* **What is expected**
Rewrite the material below as a JSON list of strings, with one string for each line and no blank lines. Leave the pictures out of your answer.

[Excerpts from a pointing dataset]
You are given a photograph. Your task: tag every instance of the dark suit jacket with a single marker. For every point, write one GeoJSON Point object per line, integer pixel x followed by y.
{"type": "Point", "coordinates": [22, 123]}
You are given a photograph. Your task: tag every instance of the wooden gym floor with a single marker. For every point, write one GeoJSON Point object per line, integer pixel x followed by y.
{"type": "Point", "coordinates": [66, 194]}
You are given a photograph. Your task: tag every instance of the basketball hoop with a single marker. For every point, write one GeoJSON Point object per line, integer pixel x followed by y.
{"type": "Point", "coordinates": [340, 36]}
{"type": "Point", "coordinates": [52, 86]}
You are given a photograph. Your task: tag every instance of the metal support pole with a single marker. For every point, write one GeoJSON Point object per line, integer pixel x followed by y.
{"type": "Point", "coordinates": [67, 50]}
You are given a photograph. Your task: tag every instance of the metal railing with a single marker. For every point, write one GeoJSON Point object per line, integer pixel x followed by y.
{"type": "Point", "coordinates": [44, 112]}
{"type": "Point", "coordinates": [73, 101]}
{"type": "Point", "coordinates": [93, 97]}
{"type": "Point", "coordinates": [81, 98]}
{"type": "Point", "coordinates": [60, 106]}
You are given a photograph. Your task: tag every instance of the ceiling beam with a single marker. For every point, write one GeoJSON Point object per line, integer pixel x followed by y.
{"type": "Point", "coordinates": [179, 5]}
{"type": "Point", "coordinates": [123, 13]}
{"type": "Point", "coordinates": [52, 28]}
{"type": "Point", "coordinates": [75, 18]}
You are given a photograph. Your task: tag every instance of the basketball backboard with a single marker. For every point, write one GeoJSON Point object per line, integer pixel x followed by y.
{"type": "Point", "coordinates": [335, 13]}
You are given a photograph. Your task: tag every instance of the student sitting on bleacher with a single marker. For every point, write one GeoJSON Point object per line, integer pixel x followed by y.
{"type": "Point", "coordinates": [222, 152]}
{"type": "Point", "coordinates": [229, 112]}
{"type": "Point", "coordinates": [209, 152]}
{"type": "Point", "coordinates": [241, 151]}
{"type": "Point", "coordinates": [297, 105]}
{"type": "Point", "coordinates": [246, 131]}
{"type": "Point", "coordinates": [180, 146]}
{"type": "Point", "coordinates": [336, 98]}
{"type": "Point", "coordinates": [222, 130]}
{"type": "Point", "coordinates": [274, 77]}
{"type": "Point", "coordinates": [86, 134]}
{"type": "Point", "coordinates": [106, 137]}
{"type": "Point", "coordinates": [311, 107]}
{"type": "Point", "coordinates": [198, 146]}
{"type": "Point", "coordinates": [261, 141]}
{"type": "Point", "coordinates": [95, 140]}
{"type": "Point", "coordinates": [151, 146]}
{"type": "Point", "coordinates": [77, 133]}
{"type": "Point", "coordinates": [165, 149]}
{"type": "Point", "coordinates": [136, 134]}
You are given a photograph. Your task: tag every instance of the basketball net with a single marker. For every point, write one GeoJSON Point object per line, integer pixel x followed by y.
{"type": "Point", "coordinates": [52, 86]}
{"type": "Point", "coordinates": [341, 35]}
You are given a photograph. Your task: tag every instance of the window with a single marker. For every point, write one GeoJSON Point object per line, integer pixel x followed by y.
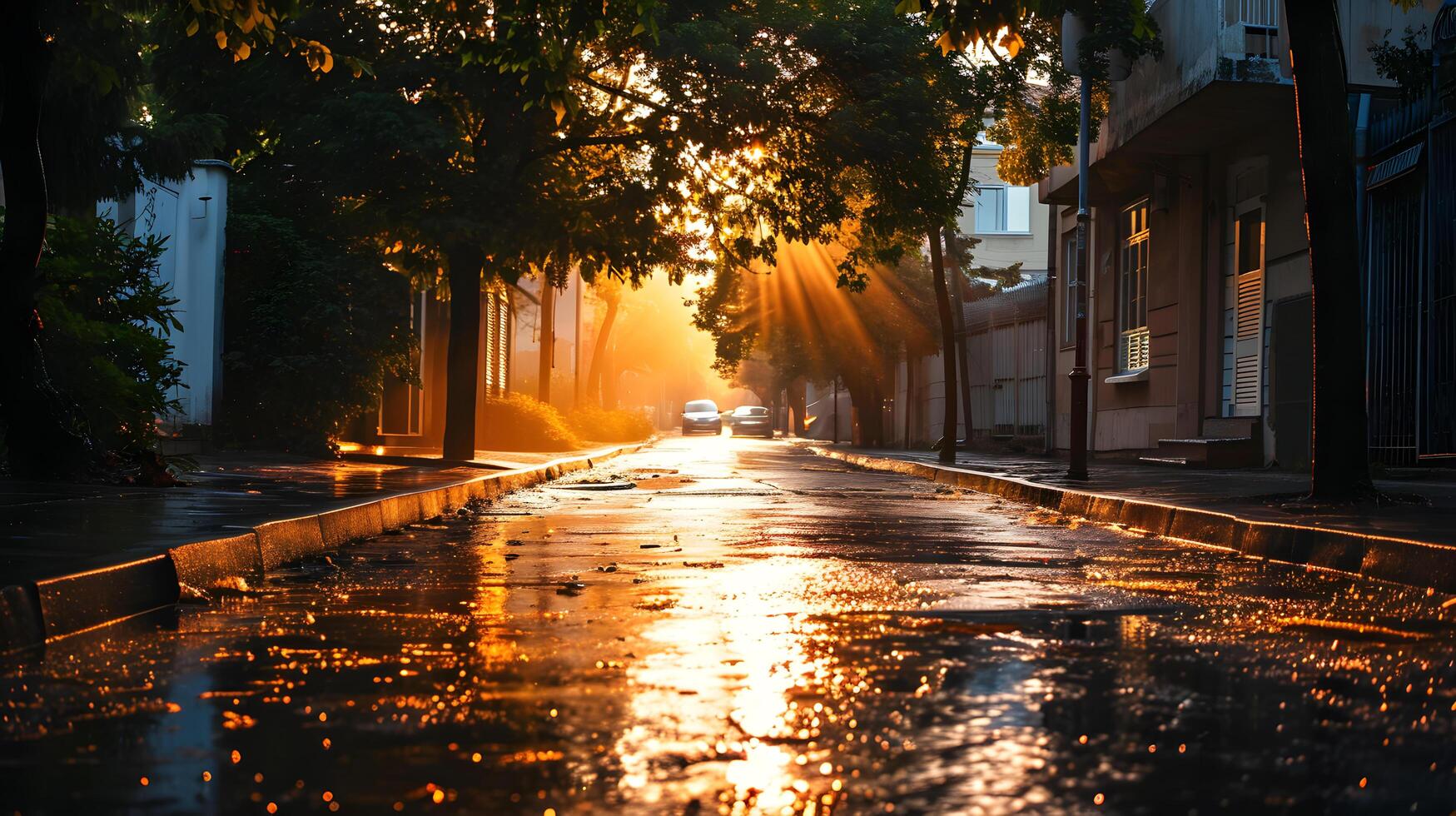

* **Response below**
[
  "You are given a photograph. Your task: tag every instance of the dark suit jacket with a single marker. For every point, write one GeoJSON Point object per line, integer pixel x followed by y.",
  "{\"type\": \"Point\", \"coordinates\": [22, 123]}",
  "You are given a photograph. Your task: tag every instance of the wooden gym floor with a single marker. For every point, write one GeoJSON Point object per line, integer pixel x followed by y.",
  "{\"type\": \"Point\", \"coordinates\": [66, 194]}",
  "You are given a photograph. Your task: tag every instance of the basketball hoop with a single marker. For every point, write one GeoJSON Point object per line, integer pixel x followed by y.",
  "{\"type\": \"Point\", \"coordinates\": [340, 36]}",
  "{\"type\": \"Point\", \"coordinates\": [52, 86]}",
  "You are given a photograph. Your task: tag every instance of the metal support pole with a single marker. For every point, write one GeoJSON Point object per line, integer pixel x followed by y.",
  "{\"type\": \"Point\", \"coordinates\": [67, 50]}",
  "You are given a photograph. Your task: tag every instance of the metal railing with a single marker. For every point, write one GeoJSON Point object per line, integer pixel x followed by y.",
  "{\"type\": \"Point\", \"coordinates\": [44, 112]}",
  "{\"type\": \"Point\", \"coordinates\": [73, 101]}",
  "{\"type\": \"Point\", \"coordinates\": [93, 97]}",
  "{\"type\": \"Point\", \"coordinates\": [81, 98]}",
  "{\"type\": \"Point\", \"coordinates\": [60, 106]}",
  "You are given a photograph. Your task: tag every instance of the ceiling beam with a single marker. For every point, write one GeoJSON Point object per line, integer pixel x followed by y.",
  "{\"type\": \"Point\", \"coordinates\": [179, 5]}",
  "{\"type\": \"Point\", \"coordinates\": [123, 13]}",
  "{\"type\": \"Point\", \"coordinates\": [52, 28]}",
  "{\"type\": \"Point\", \"coordinates\": [75, 18]}",
  "You are given a photograph. Your task: tag every instance of the basketball backboard with a single marker. For every point, write one GeoJSON Point object per line, integer pixel x followed by y.",
  "{\"type\": \"Point\", \"coordinates\": [335, 13]}",
  "You are given a photograph. Your task: tag every instance of the student sitting on bleacher with a single marker. For every point, write one GeoJSON Point object per line, integer pixel x followed by y.",
  "{\"type\": \"Point\", \"coordinates\": [222, 152]}",
  "{\"type\": \"Point\", \"coordinates\": [229, 112]}",
  "{\"type\": \"Point\", \"coordinates\": [209, 152]}",
  "{\"type\": \"Point\", \"coordinates\": [241, 151]}",
  "{\"type\": \"Point\", \"coordinates\": [297, 105]}",
  "{\"type\": \"Point\", \"coordinates\": [246, 131]}",
  "{\"type\": \"Point\", \"coordinates\": [180, 146]}",
  "{\"type\": \"Point\", \"coordinates\": [336, 98]}",
  "{\"type\": \"Point\", \"coordinates\": [222, 130]}",
  "{\"type\": \"Point\", \"coordinates\": [274, 77]}",
  "{\"type\": \"Point\", \"coordinates\": [86, 134]}",
  "{\"type\": \"Point\", \"coordinates\": [106, 137]}",
  "{\"type\": \"Point\", \"coordinates\": [311, 107]}",
  "{\"type\": \"Point\", \"coordinates\": [198, 146]}",
  "{\"type\": \"Point\", \"coordinates\": [261, 141]}",
  "{\"type\": \"Point\", \"coordinates\": [95, 140]}",
  "{\"type\": \"Point\", \"coordinates\": [151, 146]}",
  "{\"type\": \"Point\", \"coordinates\": [77, 133]}",
  "{\"type\": \"Point\", \"coordinates\": [165, 149]}",
  "{\"type\": \"Point\", \"coordinates\": [136, 134]}",
  "You are given a photograph. Your task: tag every instance of the basketball net with a single marker. For every point, write one GeoJSON Point object per line, integer pixel x followed by y.",
  "{\"type\": \"Point\", \"coordinates\": [52, 86]}",
  "{\"type\": \"Point\", \"coordinates\": [341, 35]}",
  "You are given a photograph. Your task: tag every instance of the window with a single marker. For every point, write one GeoJSON Point object per line, integer pixel x followed by y."
]